Records Start Marker

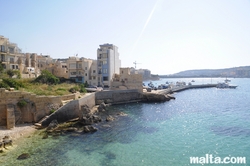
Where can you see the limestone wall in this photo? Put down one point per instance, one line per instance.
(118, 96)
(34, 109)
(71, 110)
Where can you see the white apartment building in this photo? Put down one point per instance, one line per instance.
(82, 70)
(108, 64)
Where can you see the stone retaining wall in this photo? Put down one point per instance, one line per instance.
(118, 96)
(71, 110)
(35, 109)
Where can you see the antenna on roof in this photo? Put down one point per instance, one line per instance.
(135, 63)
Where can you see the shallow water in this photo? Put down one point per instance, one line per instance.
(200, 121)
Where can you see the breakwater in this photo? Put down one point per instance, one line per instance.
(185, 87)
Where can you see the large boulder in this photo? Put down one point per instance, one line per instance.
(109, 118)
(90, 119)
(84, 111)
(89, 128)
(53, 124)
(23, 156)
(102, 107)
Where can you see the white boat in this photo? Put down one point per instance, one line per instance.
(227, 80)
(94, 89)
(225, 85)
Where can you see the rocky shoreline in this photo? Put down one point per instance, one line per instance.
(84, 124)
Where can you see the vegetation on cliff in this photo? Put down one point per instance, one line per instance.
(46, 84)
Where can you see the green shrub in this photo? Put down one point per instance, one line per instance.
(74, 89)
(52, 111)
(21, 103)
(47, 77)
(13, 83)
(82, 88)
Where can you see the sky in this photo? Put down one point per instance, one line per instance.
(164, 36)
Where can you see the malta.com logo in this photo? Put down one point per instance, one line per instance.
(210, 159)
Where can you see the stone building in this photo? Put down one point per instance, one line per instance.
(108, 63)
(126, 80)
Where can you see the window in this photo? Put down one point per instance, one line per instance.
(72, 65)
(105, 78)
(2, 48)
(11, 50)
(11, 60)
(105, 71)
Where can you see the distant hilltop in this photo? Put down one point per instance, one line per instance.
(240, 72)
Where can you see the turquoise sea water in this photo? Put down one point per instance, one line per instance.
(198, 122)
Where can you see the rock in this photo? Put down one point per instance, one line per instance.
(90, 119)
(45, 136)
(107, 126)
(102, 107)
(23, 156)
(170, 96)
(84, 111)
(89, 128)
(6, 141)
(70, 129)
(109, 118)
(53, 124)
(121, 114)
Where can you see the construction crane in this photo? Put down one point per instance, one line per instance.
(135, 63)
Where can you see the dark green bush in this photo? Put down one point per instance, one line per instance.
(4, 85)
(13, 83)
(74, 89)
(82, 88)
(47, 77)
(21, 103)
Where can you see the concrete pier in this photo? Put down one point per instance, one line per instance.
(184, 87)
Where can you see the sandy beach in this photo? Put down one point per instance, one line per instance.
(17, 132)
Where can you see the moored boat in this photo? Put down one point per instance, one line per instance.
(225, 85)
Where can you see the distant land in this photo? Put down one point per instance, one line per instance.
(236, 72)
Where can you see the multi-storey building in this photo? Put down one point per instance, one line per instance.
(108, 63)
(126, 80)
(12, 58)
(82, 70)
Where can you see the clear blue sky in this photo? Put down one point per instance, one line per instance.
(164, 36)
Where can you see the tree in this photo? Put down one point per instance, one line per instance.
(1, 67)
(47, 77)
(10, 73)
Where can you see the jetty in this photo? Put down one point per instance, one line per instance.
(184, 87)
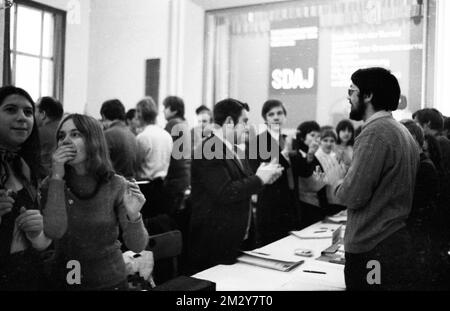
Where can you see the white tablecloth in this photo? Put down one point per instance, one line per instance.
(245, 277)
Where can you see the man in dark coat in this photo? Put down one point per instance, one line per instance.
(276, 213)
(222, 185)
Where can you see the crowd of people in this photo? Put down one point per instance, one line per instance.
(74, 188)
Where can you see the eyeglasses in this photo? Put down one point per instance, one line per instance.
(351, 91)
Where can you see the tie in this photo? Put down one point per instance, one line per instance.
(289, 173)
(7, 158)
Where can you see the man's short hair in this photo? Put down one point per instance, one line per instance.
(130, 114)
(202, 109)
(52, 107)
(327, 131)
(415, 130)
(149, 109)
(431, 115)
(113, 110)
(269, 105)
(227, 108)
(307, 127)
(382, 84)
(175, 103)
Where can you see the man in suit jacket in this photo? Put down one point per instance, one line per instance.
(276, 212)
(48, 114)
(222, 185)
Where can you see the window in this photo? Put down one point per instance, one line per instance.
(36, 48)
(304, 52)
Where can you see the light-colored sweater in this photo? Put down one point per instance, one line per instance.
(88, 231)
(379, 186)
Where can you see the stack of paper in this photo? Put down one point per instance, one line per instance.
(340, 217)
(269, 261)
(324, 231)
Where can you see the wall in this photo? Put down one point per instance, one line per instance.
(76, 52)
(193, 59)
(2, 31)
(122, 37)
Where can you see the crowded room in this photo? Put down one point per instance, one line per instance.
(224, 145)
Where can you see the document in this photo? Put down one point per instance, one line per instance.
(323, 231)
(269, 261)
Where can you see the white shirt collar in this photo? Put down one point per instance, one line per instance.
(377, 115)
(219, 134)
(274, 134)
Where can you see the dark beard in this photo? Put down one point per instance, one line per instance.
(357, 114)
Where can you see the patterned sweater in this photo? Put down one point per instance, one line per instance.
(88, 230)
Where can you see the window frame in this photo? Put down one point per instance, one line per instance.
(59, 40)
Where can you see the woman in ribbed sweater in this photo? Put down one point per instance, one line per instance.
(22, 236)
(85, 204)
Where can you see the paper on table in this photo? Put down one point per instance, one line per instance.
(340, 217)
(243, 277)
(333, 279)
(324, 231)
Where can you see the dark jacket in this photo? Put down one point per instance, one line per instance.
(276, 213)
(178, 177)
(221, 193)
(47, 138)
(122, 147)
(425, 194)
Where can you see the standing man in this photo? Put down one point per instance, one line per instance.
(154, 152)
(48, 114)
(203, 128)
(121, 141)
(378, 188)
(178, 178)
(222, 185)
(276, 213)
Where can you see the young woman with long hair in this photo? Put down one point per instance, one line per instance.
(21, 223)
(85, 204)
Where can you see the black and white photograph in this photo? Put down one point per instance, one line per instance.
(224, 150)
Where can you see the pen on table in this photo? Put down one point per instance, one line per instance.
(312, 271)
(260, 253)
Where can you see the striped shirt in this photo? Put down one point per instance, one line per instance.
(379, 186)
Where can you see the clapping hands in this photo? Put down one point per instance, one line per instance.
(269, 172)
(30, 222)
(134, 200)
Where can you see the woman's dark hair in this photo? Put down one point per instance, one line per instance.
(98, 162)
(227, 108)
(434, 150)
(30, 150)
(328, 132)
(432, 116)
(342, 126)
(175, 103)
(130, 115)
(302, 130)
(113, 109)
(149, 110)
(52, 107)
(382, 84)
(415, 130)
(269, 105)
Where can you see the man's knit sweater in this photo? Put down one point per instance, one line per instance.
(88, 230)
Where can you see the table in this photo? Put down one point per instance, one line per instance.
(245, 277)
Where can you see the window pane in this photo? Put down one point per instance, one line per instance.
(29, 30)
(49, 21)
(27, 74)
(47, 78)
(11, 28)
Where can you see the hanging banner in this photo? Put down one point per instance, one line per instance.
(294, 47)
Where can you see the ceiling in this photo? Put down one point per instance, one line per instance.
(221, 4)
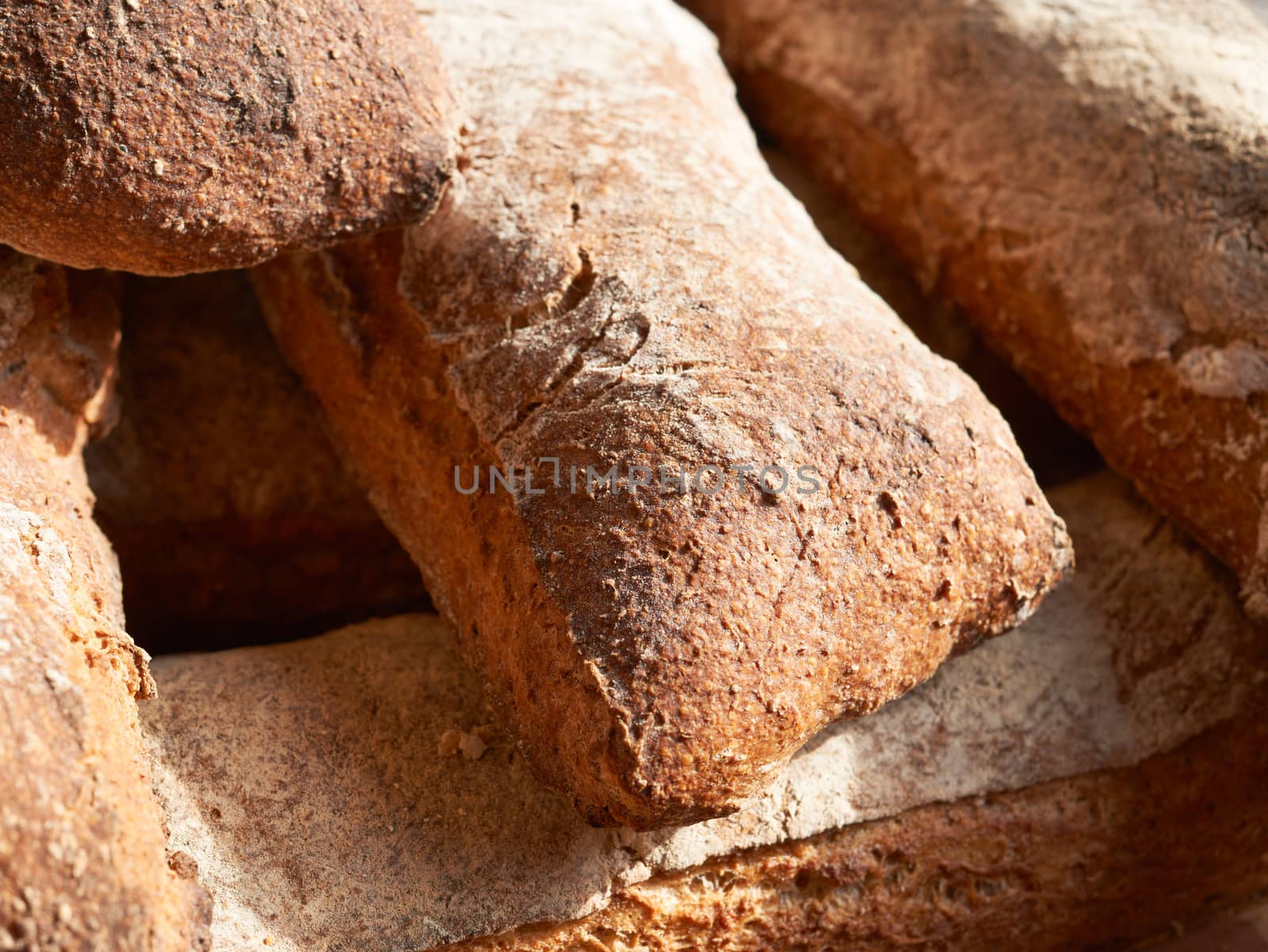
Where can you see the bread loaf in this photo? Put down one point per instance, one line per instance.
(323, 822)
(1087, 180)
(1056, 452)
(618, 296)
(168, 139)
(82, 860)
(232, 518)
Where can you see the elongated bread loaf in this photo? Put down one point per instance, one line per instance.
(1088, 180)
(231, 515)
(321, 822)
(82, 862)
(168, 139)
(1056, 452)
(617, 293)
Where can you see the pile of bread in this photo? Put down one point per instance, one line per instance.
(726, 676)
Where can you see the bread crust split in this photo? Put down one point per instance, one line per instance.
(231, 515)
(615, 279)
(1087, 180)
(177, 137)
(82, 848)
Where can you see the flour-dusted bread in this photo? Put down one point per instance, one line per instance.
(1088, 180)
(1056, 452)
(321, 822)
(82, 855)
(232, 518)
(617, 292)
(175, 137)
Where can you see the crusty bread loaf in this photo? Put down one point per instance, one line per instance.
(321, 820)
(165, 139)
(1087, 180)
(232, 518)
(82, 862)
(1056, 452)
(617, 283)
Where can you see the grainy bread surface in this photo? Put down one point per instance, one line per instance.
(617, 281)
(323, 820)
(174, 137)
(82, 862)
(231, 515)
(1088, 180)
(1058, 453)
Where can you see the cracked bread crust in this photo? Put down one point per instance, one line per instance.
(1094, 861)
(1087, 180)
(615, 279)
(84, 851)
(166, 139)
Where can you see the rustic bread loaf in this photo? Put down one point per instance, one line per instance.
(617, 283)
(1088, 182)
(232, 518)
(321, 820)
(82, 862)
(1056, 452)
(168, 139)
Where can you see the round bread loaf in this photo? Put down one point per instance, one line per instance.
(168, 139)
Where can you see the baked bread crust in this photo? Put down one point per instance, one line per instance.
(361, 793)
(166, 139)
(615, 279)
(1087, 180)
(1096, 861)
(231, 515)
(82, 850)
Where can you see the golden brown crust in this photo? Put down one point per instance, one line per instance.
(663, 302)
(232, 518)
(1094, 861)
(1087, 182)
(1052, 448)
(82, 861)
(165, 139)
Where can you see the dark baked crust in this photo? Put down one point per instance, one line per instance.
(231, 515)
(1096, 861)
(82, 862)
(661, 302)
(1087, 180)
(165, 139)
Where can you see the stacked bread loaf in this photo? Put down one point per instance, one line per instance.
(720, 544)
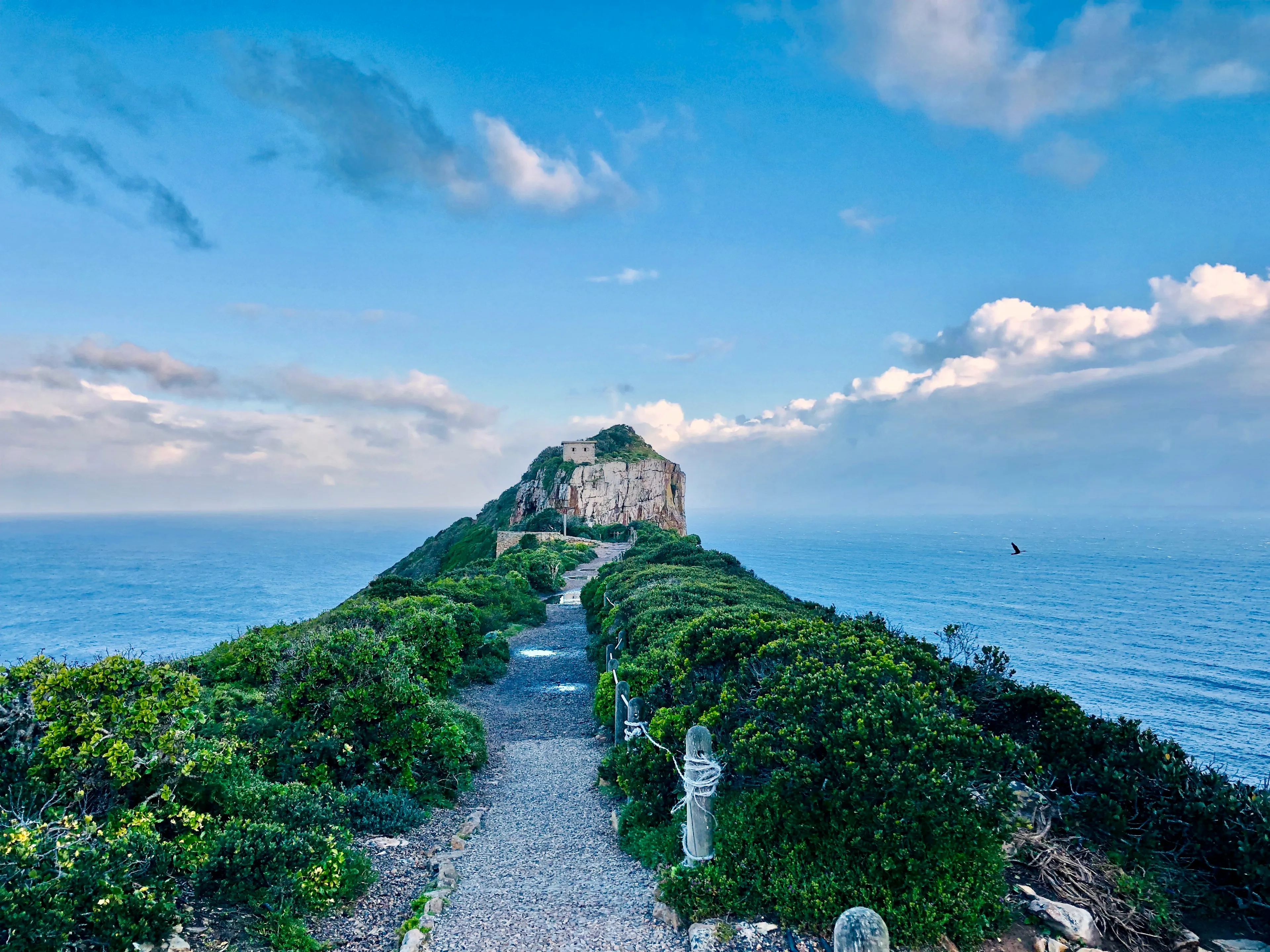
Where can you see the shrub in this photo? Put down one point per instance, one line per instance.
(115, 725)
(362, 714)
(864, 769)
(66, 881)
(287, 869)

Records End Marker

▸ Problem description
Your answer must be the exact lines from the one containing "Where can you see the dark baked" through the last line of the records above, with both included and no pictures.

▸ Answer section
Where can you see the dark baked crust in this photo? Put down one point per instance, one line per instance.
(231, 515)
(1096, 861)
(82, 862)
(661, 302)
(1087, 180)
(165, 139)
Where can you see the stacked bread loaf in this photo? Put down one point per instance, one line per instance.
(720, 544)
Where can you see the shrub in this photo? Put down one point per instance, one line per instance.
(115, 725)
(362, 714)
(864, 769)
(66, 881)
(287, 869)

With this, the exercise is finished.